Exercise brief: Arrange the lines below as a Markdown table with the columns "n" and "Line", numbering each row and leaving out any blank lines.

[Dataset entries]
----

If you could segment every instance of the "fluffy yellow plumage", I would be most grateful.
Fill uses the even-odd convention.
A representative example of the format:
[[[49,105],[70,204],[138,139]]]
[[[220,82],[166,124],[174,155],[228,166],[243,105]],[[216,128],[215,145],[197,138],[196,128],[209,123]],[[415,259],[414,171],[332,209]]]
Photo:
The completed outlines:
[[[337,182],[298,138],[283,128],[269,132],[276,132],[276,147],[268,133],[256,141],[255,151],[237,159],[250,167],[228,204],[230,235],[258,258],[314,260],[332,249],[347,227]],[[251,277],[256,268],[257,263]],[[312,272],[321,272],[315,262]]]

----

Result of the task:
| n | Line |
|---|---|
| 1 | If you could segment every instance of the "fluffy yellow plumage", I would be most grateful. |
| 2 | Fill uses the even-odd convention. |
| 3 | A representative example of the format: |
| 4 | [[[49,105],[70,204],[138,139]]] |
| 5 | [[[220,82],[166,124],[174,155],[228,166],[243,105]],[[216,128],[215,145],[197,138],[196,128],[209,123]],[[415,259],[414,171],[332,209]]] |
| 6 | Photo: |
| 7 | The completed outlines: |
| 8 | [[[337,182],[298,138],[283,128],[269,132],[276,132],[276,147],[268,133],[256,141],[255,151],[237,159],[250,167],[228,204],[230,235],[258,258],[314,260],[332,249],[347,227]],[[251,277],[256,268],[257,263]],[[312,272],[321,272],[315,262]]] |